### The problem
Write out exactly, please, the lines from the one containing "Exercise. Mark the white-edged" to the end of the material.

### Dataset extract
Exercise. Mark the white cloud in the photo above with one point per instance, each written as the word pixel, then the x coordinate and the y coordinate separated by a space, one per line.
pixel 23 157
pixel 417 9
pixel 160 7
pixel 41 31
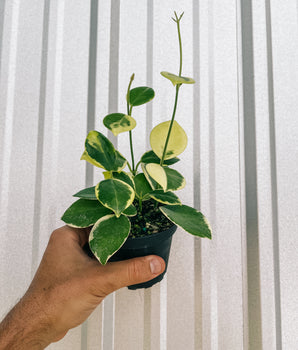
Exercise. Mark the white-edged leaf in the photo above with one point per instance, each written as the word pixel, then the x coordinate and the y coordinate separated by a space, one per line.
pixel 119 122
pixel 142 186
pixel 189 219
pixel 130 211
pixel 84 213
pixel 108 235
pixel 115 195
pixel 157 173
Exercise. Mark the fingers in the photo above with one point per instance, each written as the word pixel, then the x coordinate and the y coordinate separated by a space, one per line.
pixel 120 274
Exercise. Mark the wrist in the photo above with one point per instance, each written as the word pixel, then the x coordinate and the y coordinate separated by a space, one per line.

### Answer to the problem
Exercise. Mark the white-edged leaf in the photo above with one point per instance, each written as the word pixel, then the x coordinate and the y coordinate separated by a space, one per line.
pixel 119 122
pixel 142 186
pixel 189 219
pixel 130 211
pixel 84 213
pixel 108 235
pixel 115 195
pixel 157 173
Exercise. Mark the fingers in the photo above with one point per instance, each written as the word pixel, then the x coordinate and the y coordinate separated by a space, one per line.
pixel 120 274
Exercise. Mark the wrist in the photo above with one point per instance, each written as the word pixel, then the x coordinate and the y coordinate separated by a space, one per line.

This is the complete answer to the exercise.